**What the exercise asks:**
For each entry below, please return its exact wording and leave out any picture.

(Stored data entries)
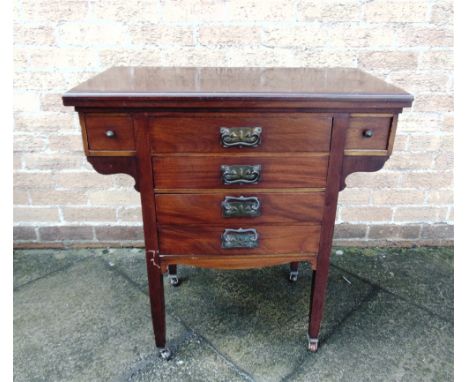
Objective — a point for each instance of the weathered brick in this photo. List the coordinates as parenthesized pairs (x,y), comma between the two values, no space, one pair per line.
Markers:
(388,60)
(114,198)
(66,143)
(190,11)
(418,36)
(419,214)
(392,232)
(129,214)
(36,215)
(24,233)
(442,12)
(373,180)
(229,35)
(33,180)
(436,59)
(62,58)
(25,102)
(367,213)
(396,11)
(92,34)
(252,10)
(329,11)
(436,197)
(410,161)
(25,34)
(20,197)
(124,10)
(427,180)
(54,10)
(119,233)
(397,197)
(433,103)
(29,143)
(156,34)
(57,197)
(356,196)
(89,214)
(350,231)
(64,233)
(437,231)
(86,180)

**Your solution:**
Objective — a point for each instance of the weathered brick in this photo. List the coordinates as parenthesized pairs (x,y), comma between the two values, no space, one pair per line.
Markers:
(388,60)
(114,198)
(66,143)
(190,11)
(418,36)
(419,214)
(392,232)
(129,214)
(36,215)
(24,233)
(442,12)
(373,180)
(229,35)
(33,180)
(436,59)
(62,58)
(25,102)
(367,213)
(396,11)
(92,34)
(252,10)
(329,11)
(436,197)
(410,161)
(25,34)
(20,197)
(124,10)
(427,180)
(54,10)
(119,233)
(397,197)
(433,103)
(29,143)
(156,34)
(57,197)
(356,196)
(89,214)
(350,231)
(64,233)
(437,231)
(86,180)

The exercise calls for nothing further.